Rewrite the passage on Lenovo's quarterly results between "Lenovo has been navigating" and "volume and prices.", inclusive, replacing "unsold inventory" with "excess stock".

# [TEXT BLOCK]

====================

Lenovo Group, the PC maker, reported a 24 per cent fall in revenue for the April-June quarter, reflecting the continued impact of a global downturn in demand for personal computers.
The company’s Q1 performance marks its fourth consecutive quarter of sales decline, as the tech giant grapples with economic challenges compounded by the ongoing COVID-19 pandemic.
Lenovo’s revenue for the second quarter amounted to USD 12.9 billion, falling short of market expectations and averaging below the USD 13.84 billion forecast compiled by Refinitiv from seven analyst estimates. This decline comes on the heels of a 14 per cent drop in annual profit for the fiscal year ending in March, representing the first annual profit decrease since 2019.
Lenovo has been navigating a challenging landscape as the global PC market grapples with the aftermath of the COVID-19 pandemic. The initial surge in electronics sales during the pandemic gave way to contraction as demand weakened due to rising interest rates, soaring inflation, and shifting work dynamics. Retailers have faced unsold inventory, prompting PC manufacturers and suppliers, including chipmakers, to adjust production volume and prices.
Despite these hurdles, Lenovo remains optimistic about its PC business’s prospects, forecasting a potential year-on-year recovery in the latter part of 2023. The global PC market also showed signs of improvement, with a 12 per cent decline in shipments during the second quarter of 2023, a notable improvement from the more than 30 per cent drop witnessed in the preceding two quarters.
Sales within China were particularly hard-hit, with Lenovo reporting a steep 29 per cent drop in quarterly revenue compared to the same period the previous year. China’s economy struggled to regain momentum even after lifting COVID-19 restrictions late last year. Lenovo’s CEO, Yang Yuanqing, however, expressed confidence in China’s long-term economic fundamentals, citing government measures to stabilize the market and encourage consumption.
Lenovo has been actively diversifying its revenue streams to improve profit margins, expanding into non-PC segments such as servers and information technology (IT) services. Nevertheless, its device business, comprising PCs, smartphones, and tablets, continues to make up a significant portion of the company’s overall revenue.
Lenovo’s infrastructure solutions business, responsible for selling servers and related equipment, experienced an 8 per cent revenue decline during the quarter. This marked the business’s first quarterly decline in several reporting periods and was attributed, in part, to an ongoing shortage of AI chips.

====================

# [RECORDS]
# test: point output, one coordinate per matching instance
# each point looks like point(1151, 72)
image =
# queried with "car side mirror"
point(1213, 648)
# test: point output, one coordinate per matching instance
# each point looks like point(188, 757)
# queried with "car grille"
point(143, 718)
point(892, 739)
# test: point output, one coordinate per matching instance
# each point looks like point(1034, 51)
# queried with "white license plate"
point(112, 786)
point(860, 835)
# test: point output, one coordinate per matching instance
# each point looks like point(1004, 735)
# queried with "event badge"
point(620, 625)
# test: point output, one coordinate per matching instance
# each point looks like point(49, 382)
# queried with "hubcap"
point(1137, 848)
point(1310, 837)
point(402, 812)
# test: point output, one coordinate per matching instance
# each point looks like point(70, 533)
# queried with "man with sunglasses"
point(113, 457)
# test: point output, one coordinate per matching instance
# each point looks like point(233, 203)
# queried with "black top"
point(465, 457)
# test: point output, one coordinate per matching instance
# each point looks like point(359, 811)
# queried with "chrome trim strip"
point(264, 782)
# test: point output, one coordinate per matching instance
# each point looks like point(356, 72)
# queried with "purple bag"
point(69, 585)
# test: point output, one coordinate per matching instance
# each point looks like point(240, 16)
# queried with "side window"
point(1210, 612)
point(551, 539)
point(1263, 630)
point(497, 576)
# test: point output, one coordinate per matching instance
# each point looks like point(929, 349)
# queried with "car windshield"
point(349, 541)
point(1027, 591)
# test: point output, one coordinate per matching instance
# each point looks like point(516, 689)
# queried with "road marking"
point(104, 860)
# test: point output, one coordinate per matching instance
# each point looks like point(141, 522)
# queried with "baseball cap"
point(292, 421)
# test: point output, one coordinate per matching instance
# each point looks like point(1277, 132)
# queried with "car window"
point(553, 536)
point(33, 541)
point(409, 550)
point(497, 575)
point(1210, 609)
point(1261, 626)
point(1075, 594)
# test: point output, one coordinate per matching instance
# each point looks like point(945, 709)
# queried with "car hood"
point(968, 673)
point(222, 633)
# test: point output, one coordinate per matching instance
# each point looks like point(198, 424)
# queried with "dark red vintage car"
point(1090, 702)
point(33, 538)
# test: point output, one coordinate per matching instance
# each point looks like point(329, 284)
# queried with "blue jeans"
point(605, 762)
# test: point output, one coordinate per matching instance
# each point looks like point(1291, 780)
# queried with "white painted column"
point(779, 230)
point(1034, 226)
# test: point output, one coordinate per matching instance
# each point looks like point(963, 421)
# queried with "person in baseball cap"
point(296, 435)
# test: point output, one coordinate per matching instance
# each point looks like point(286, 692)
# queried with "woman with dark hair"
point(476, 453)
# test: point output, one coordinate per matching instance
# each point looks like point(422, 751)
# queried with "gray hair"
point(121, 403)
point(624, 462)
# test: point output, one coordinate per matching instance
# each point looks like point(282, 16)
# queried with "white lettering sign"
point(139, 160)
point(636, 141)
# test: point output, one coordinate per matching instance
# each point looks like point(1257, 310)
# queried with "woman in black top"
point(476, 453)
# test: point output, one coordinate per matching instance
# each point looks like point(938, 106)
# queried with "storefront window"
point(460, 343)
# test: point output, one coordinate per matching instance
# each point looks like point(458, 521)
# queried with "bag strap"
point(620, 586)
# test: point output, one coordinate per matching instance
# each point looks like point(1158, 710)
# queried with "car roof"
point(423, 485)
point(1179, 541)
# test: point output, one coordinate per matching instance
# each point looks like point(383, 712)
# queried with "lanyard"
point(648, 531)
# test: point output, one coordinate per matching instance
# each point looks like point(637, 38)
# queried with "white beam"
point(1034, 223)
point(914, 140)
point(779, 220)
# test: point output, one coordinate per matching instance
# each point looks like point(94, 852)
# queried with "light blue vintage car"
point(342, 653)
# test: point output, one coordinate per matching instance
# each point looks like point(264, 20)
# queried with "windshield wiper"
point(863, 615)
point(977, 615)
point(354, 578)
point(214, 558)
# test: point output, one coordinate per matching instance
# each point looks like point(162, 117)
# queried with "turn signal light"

====================

# [SOLUTION TO THIS TASK]
Lenovo has been navigating a challenging landscape as the global PC market grapples with the aftermath of the COVID-19 pandemic. The initial surge in electronics sales during the pandemic gave way to contraction as demand weakened due to rising interest rates, soaring inflation, and shifting work dynamics. Retailers have faced excess stock, prompting PC manufacturers and suppliers, including chipmakers, to adjust production volume and prices.